Segment Start: Entries shown

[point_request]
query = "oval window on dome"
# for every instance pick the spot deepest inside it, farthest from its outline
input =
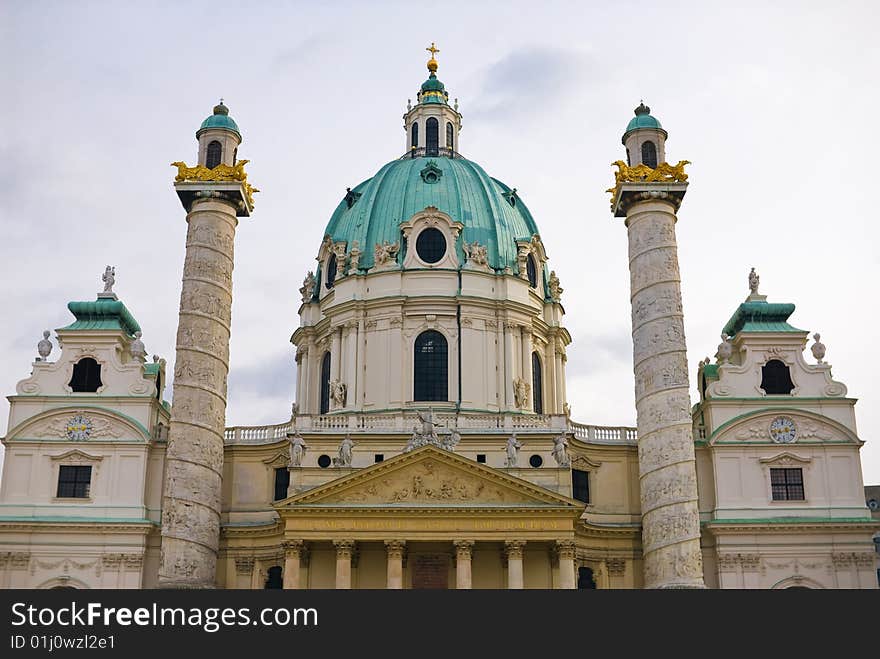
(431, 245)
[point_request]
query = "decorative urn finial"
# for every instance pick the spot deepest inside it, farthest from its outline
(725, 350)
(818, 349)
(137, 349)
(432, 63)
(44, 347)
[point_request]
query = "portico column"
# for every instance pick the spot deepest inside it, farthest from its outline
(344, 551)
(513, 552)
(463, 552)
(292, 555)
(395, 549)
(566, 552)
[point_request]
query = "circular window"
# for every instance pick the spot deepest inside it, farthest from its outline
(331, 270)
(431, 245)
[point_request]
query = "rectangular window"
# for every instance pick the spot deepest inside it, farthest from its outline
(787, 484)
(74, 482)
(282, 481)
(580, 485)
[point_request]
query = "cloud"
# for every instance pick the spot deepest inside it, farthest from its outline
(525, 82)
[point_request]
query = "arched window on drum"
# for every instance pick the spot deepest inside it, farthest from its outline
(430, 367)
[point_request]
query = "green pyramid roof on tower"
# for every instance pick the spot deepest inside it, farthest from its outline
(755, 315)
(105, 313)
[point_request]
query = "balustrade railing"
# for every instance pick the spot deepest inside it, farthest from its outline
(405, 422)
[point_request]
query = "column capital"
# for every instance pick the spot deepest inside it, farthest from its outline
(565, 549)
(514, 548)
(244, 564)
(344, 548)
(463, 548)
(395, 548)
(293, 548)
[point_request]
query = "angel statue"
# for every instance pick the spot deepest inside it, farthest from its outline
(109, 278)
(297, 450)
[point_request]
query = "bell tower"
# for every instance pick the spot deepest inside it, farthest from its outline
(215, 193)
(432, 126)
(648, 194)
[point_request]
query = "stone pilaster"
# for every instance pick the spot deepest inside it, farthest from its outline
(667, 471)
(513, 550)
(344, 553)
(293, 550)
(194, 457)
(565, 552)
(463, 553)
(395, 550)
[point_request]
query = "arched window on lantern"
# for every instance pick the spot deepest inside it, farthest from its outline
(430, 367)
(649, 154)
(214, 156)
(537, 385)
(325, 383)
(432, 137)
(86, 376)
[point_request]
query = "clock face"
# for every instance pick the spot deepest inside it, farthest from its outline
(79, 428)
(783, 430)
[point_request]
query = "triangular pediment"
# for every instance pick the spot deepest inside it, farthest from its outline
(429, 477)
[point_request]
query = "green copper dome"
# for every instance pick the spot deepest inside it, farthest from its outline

Segment End: Entries shown
Segment Start: Entries shown

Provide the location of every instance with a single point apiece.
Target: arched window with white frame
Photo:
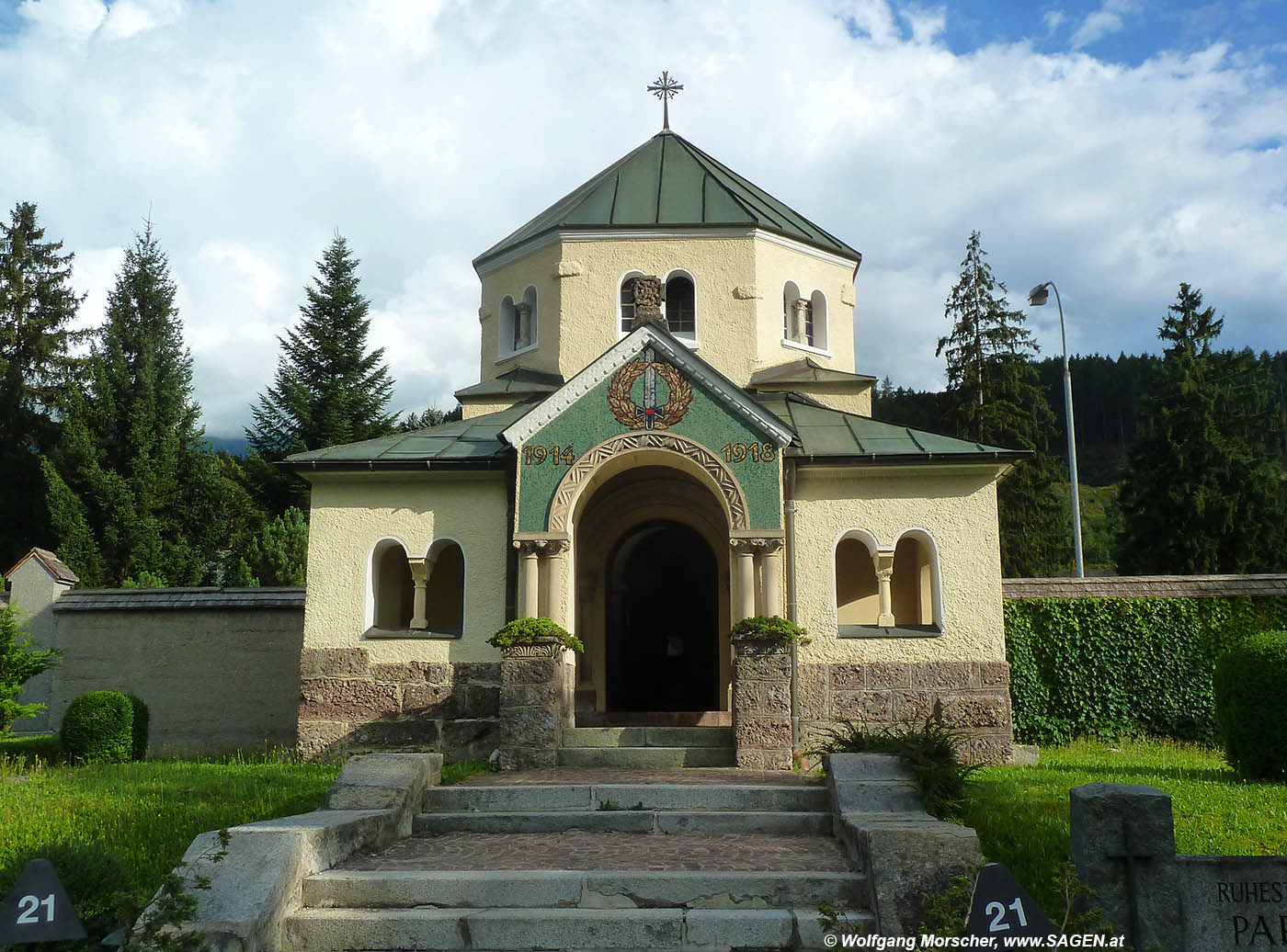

Segment End: Entries shown

▸ **What you need to do**:
Nothing but a number should be returned: how many lines of the listing include "window".

▸ **Task result**:
6